### SET EXERCISE
Put the lines from the one containing "like point(196, 125)." through the end of the material into a JSON list of strings, one string per line, leaving out any blank lines.
** Start of DATA LISTING **
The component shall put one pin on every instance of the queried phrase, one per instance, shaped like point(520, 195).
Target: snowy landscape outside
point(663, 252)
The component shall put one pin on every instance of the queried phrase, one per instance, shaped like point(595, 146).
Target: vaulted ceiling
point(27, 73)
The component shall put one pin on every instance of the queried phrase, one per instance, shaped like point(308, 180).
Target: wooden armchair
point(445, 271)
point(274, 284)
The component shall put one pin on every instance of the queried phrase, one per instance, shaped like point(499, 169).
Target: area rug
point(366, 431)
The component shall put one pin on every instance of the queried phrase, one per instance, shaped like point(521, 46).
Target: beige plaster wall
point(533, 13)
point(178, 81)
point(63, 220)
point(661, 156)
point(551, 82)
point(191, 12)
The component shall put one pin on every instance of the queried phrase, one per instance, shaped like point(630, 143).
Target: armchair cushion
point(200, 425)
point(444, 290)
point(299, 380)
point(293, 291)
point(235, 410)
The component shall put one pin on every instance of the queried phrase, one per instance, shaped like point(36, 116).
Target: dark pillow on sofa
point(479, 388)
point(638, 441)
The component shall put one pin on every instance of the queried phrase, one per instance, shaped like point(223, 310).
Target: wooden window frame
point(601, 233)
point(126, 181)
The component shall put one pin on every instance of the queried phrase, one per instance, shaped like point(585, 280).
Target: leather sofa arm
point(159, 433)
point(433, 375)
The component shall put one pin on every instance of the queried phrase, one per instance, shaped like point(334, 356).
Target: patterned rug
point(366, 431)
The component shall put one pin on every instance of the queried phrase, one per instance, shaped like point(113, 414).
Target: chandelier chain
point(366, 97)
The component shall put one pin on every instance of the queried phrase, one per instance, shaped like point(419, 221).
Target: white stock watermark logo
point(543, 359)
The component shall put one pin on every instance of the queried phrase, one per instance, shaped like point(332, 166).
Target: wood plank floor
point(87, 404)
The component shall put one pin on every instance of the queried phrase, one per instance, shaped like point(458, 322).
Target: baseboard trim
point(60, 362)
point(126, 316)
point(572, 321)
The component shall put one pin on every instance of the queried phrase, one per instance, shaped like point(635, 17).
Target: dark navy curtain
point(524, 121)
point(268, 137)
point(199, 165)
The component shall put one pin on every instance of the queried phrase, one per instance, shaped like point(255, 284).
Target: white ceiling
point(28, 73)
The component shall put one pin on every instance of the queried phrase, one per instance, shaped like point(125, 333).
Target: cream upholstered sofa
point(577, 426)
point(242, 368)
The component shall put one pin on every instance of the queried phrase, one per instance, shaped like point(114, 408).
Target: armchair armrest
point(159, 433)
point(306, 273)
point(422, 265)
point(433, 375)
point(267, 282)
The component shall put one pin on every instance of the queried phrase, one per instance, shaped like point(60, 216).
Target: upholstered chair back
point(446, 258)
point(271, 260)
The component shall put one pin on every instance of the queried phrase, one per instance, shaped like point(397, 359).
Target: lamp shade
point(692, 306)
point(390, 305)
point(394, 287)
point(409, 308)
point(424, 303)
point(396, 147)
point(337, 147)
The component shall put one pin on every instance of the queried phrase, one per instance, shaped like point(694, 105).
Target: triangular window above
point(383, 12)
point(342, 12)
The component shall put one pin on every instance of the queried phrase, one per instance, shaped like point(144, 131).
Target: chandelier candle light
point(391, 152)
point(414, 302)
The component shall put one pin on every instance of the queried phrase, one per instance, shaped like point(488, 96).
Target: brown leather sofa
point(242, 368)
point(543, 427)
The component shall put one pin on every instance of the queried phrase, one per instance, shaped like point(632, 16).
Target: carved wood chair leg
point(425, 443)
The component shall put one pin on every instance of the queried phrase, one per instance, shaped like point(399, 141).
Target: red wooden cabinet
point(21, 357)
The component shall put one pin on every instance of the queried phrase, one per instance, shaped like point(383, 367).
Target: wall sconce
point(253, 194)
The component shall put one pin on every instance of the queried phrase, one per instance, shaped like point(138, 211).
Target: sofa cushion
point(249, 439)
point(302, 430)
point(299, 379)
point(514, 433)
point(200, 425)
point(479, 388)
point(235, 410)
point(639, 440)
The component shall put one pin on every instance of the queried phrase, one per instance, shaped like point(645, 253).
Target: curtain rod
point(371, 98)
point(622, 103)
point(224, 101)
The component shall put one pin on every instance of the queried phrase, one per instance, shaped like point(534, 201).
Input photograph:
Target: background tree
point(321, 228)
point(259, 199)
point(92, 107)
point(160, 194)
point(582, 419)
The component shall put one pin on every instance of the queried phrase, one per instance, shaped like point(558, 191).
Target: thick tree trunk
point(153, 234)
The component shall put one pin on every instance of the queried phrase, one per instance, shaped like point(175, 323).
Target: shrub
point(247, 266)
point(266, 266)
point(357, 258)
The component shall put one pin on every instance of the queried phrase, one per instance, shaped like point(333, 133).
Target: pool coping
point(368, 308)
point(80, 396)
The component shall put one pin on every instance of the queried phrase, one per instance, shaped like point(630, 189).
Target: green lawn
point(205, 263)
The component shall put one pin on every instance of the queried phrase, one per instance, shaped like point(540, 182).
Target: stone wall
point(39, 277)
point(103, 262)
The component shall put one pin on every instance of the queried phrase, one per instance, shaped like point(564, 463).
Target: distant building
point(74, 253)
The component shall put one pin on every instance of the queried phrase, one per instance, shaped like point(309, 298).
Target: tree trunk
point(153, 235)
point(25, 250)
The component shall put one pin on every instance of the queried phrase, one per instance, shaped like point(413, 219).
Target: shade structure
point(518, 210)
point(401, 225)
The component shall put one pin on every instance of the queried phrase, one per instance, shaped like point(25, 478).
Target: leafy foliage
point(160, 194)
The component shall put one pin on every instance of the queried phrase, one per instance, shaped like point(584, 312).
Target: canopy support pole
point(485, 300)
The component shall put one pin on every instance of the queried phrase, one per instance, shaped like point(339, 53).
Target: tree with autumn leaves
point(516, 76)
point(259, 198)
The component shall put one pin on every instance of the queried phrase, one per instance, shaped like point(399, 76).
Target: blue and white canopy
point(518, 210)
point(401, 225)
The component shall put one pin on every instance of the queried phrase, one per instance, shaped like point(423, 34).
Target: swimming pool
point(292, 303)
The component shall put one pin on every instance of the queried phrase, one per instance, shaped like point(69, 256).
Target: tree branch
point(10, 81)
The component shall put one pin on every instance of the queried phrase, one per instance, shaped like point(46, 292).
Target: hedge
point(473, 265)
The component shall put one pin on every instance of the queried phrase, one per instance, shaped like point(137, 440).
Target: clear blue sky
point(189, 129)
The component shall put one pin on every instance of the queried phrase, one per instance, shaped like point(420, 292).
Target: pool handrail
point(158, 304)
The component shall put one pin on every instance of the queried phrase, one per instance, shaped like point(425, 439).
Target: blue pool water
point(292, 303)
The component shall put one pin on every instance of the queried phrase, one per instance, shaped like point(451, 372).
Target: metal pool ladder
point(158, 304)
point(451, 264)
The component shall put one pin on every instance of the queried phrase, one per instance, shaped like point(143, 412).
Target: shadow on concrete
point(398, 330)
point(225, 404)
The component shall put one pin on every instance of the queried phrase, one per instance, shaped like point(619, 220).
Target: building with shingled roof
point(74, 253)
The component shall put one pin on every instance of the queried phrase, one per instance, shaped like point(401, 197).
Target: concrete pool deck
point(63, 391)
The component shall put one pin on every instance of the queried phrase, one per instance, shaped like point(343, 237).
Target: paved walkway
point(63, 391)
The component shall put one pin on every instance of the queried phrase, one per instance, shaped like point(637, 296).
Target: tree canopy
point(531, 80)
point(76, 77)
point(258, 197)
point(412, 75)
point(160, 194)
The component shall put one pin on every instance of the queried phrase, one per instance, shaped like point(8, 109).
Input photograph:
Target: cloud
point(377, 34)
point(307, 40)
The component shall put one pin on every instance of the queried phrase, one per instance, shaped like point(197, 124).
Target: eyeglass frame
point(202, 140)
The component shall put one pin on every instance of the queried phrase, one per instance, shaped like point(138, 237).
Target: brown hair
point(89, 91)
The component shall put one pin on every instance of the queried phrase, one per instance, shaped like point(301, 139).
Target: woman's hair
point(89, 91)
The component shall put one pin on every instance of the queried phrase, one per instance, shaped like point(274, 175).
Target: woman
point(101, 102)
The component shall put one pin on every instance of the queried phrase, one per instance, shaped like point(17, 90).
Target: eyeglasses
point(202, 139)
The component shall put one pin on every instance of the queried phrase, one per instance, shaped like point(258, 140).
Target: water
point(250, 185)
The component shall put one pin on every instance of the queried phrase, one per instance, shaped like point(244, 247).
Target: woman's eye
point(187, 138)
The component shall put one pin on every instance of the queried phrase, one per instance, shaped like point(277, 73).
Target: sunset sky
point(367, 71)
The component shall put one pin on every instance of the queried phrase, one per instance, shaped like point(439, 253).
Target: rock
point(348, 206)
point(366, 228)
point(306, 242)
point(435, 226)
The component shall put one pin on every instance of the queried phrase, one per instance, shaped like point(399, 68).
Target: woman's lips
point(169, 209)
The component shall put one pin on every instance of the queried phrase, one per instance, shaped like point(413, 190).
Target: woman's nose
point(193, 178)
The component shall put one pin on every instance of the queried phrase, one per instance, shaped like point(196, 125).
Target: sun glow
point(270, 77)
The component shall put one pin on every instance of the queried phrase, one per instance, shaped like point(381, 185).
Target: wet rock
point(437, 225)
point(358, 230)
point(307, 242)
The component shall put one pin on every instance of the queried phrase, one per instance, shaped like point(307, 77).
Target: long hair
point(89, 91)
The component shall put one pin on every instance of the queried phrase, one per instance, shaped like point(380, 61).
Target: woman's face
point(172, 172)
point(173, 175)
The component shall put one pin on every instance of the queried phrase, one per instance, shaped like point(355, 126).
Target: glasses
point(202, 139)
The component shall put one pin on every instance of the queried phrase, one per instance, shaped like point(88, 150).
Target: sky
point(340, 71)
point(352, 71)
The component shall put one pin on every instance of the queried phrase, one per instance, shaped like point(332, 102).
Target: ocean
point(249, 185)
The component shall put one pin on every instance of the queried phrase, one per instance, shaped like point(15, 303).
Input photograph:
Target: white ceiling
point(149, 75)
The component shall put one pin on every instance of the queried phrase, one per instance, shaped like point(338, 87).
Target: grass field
** End of DATA LISTING **
### SOLUTION
[
  "The component shall put one pin on every instance of the queried phrase, one per instance, shaped like point(196, 125).",
  "Target: sun glow",
  "point(270, 77)",
  "The component shall put one pin on every instance of the queried phrase, one per instance, shaped like point(381, 185).",
  "Target: wet rock",
  "point(437, 225)",
  "point(358, 230)",
  "point(307, 242)",
  "The component shall put one pin on every instance of the queried phrase, one per instance, shaped like point(307, 77).",
  "Target: long hair",
  "point(89, 91)",
  "The component shall put one pin on every instance of the queried phrase, one per instance, shaped like point(380, 61).",
  "Target: woman's face",
  "point(172, 172)",
  "point(173, 175)",
  "The component shall put one pin on every instance of the queried phrase, one per instance, shaped like point(355, 126).",
  "Target: glasses",
  "point(202, 139)",
  "The component shall put one pin on every instance of the queried phrase, one per instance, shaped like point(88, 150).",
  "Target: sky",
  "point(340, 71)",
  "point(352, 71)",
  "The component shall put one pin on every instance of the queried phrase, one per instance, shaped like point(332, 102).",
  "Target: ocean",
  "point(249, 185)",
  "The component shall put one pin on every instance of the queried phrase, one per instance, shaped like point(15, 303).",
  "Input photograph:",
  "Target: white ceiling",
  "point(149, 75)",
  "The component shall put one pin on every instance of the queried phrase, one per instance, shaped like point(338, 87).",
  "Target: grass field"
]